EXERCISE GOAL:
Give the entries again exactly, every one of them.
RECORDED INFORMATION START
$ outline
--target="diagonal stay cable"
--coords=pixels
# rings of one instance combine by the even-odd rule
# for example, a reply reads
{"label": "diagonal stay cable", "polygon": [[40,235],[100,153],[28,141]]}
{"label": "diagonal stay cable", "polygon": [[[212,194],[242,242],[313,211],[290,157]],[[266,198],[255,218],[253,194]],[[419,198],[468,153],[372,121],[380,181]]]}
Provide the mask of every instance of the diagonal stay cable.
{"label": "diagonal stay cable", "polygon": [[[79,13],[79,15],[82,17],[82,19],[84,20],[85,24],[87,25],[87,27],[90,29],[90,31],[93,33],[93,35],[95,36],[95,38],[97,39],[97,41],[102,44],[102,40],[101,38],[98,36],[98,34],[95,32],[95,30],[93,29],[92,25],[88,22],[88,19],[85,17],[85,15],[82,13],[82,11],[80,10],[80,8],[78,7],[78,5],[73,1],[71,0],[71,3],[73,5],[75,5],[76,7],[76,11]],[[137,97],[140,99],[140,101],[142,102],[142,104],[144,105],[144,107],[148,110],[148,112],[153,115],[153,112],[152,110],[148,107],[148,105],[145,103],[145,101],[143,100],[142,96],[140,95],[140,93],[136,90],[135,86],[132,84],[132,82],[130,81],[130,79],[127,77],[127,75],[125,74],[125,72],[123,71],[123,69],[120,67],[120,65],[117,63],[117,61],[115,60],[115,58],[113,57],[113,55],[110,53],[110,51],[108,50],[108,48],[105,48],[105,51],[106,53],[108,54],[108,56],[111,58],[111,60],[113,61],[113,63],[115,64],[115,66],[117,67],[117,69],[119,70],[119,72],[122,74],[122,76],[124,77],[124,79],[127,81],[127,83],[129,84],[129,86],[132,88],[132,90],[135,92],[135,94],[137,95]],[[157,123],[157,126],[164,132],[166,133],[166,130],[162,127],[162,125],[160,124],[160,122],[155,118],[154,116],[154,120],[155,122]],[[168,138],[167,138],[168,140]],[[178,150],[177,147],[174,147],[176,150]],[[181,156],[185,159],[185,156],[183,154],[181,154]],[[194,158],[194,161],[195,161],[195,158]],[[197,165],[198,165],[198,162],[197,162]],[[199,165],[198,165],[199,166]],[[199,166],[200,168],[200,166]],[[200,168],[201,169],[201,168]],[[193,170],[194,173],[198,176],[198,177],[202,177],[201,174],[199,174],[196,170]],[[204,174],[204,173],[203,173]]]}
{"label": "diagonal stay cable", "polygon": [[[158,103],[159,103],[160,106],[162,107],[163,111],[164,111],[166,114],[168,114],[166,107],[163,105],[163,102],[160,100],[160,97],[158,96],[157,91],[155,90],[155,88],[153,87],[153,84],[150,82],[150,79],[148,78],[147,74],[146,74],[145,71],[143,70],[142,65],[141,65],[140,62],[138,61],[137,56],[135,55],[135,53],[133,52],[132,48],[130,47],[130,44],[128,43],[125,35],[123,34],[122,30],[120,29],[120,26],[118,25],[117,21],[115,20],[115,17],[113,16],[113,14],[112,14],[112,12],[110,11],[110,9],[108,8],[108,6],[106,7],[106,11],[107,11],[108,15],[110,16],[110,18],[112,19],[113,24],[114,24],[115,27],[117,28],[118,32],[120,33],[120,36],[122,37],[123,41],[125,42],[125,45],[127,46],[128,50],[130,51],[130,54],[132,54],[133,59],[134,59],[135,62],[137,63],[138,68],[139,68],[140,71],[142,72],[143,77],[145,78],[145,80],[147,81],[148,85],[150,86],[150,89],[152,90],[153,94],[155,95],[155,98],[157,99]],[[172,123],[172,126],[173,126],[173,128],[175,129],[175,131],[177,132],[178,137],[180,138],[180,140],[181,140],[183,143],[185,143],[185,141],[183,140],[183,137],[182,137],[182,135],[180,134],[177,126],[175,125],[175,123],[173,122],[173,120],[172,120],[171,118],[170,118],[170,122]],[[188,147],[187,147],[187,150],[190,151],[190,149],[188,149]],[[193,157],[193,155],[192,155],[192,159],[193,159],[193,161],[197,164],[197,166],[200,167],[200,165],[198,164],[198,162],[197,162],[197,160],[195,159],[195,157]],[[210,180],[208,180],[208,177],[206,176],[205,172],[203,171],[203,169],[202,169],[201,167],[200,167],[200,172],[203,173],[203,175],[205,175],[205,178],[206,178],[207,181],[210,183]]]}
RECORDED INFORMATION END
OUTPUT FOR THIS TASK:
$ outline
--target="diagonal stay cable"
--coords=pixels
# rings of one instance combine by the even-odd rule
# for example, a reply reads
{"label": "diagonal stay cable", "polygon": [[40,235],[100,153],[28,141]]}
{"label": "diagonal stay cable", "polygon": [[[212,194],[242,242],[313,211],[290,157]],[[266,198],[255,218],[253,194]],[[419,198],[468,153],[372,121],[380,181]]]}
Provide the mask of every instance of the diagonal stay cable.
{"label": "diagonal stay cable", "polygon": [[[79,13],[79,15],[82,17],[82,19],[84,20],[85,24],[87,25],[87,27],[90,29],[90,31],[93,33],[93,35],[95,36],[95,38],[97,39],[97,41],[102,44],[102,40],[101,38],[98,36],[98,34],[95,32],[95,30],[93,29],[92,25],[88,22],[88,19],[85,17],[85,15],[82,13],[82,11],[80,10],[80,8],[78,7],[78,5],[73,1],[71,0],[71,3],[73,5],[75,5],[76,7],[76,11]],[[137,97],[140,99],[140,101],[142,102],[142,104],[144,105],[144,107],[148,110],[148,112],[153,115],[153,112],[152,110],[148,107],[148,105],[145,103],[145,101],[143,100],[142,96],[140,95],[140,93],[136,90],[135,86],[132,84],[132,82],[130,81],[130,79],[127,77],[127,75],[125,74],[125,72],[123,71],[123,69],[120,67],[120,65],[117,63],[117,61],[115,60],[115,58],[113,57],[113,55],[110,53],[110,51],[108,50],[108,48],[105,48],[105,51],[106,53],[108,54],[108,56],[111,58],[111,60],[113,61],[113,63],[115,64],[115,66],[117,67],[117,69],[119,70],[119,72],[122,74],[122,76],[124,77],[124,79],[127,81],[127,83],[129,84],[129,86],[132,88],[132,90],[135,92],[135,94],[137,95]],[[157,123],[157,126],[164,132],[166,133],[166,130],[162,127],[162,125],[160,124],[160,122],[155,118],[154,116],[154,120],[155,122]],[[168,138],[167,138],[168,140]],[[178,150],[177,147],[174,147],[176,150]],[[181,156],[185,159],[185,156],[183,154],[181,154]],[[194,158],[194,161],[195,161],[195,158]],[[197,165],[198,165],[198,162],[197,162]],[[199,165],[198,165],[199,166]],[[199,166],[200,168],[200,166]],[[200,168],[201,169],[201,168]],[[193,170],[194,173],[198,176],[198,177],[202,177],[201,174],[199,174],[196,170]],[[204,174],[204,173],[203,173]]]}
{"label": "diagonal stay cable", "polygon": [[[158,103],[159,103],[160,106],[162,107],[163,111],[164,111],[166,114],[168,114],[166,107],[163,105],[163,102],[160,100],[160,97],[158,96],[157,91],[155,90],[155,88],[153,87],[153,84],[150,82],[150,79],[148,78],[147,74],[146,74],[145,71],[143,70],[142,65],[141,65],[140,62],[138,61],[137,56],[135,55],[135,53],[133,52],[132,48],[130,47],[130,44],[128,43],[125,35],[123,34],[122,30],[120,29],[120,26],[118,25],[117,21],[115,20],[115,17],[113,16],[113,14],[112,14],[112,12],[110,11],[110,9],[108,8],[108,6],[106,7],[106,11],[107,11],[108,15],[110,16],[110,18],[112,19],[113,24],[114,24],[115,27],[117,28],[118,32],[120,33],[120,36],[122,37],[123,41],[125,42],[125,45],[127,46],[128,50],[130,51],[130,54],[132,54],[133,59],[134,59],[135,62],[137,63],[138,68],[139,68],[140,71],[142,72],[143,77],[145,78],[145,80],[147,81],[148,85],[150,86],[150,89],[152,90],[153,94],[155,95],[155,98],[157,99]],[[172,123],[172,126],[173,126],[173,128],[175,129],[175,131],[177,132],[178,137],[180,138],[180,140],[181,140],[183,143],[185,143],[185,141],[183,140],[183,137],[182,137],[182,135],[180,134],[177,126],[175,125],[175,123],[173,122],[173,120],[172,120],[171,118],[170,118],[170,122]],[[188,147],[187,147],[187,150],[190,151],[190,149],[188,149]],[[193,157],[193,155],[192,155],[192,159],[193,159],[193,161],[197,164],[197,166],[200,167],[200,165],[198,164],[198,162],[197,162],[197,160],[195,159],[195,157]],[[210,180],[208,180],[208,177],[206,176],[205,172],[203,171],[203,169],[202,169],[201,167],[200,167],[200,172],[203,173],[203,175],[205,175],[205,178],[206,178],[207,181],[210,183]]]}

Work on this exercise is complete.